TAMPA, Fla. — The future activist base of the Republican Party found themselves at the center of MAGA’s biggest rifts Friday as young conservatives’ favorite influencers spoke about Iran, Epstein and immigration.

Top advisers to President Donald Trump and figureheads of the online “America first” movement shared the stage before around 5,000 students ranging from high school freshman to college seniors gathered in Tampa, Florida, for Turning Point USA’s largest-ever Student Action Summit.

Charlie Kirk, the organization’s founder, president and so-called “youth whisperer of the American right," energized attendees by repeatedly telling them they “delivered the White House to Donald Trump.” For three days, Kirk declared, Tampa Bay would be the “center of the political universe of the planet.”

Turning Point USA's Charlie Kirk, the organization’s founder, president speaks at Turning Point USA’s largest-ever Student Action Summit in Tampa, FL. Friday July 11, 2025.

## Provided material
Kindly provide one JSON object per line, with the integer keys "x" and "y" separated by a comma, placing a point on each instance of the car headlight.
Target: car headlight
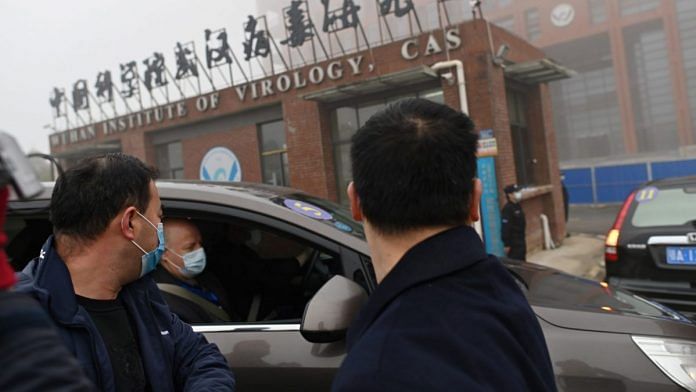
{"x": 676, "y": 358}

## What is asked
Pick up the news article about Turning Point USA's Student Action Summit in Tampa from its last line and keep writing it. The listing comes from a different source than the article.

## Response to this exercise
Turning Point USA's Charlie Kirk, the organization’s founder, president speaks at Turning Point USA’s largest-ever Student Action Summit in Tampa, FL. Friday July 11, 2025. | Turning Point USA

Starting as a celebration of Trump’s return to the presidency, complete with a crowd of red-hat-wearing adolescents doing the “Trump dance” to YMCA, the event quickly became centered on the biggest debates among Trump’s political base.

In remarks that felt directed at the Oval Office as much as at the auditorium, government officials loyal to the president and influential independent media personalities weighed in on whether the motley coalition that calls MAGA home could outlive the administration’s attempt to fulfill all its promises.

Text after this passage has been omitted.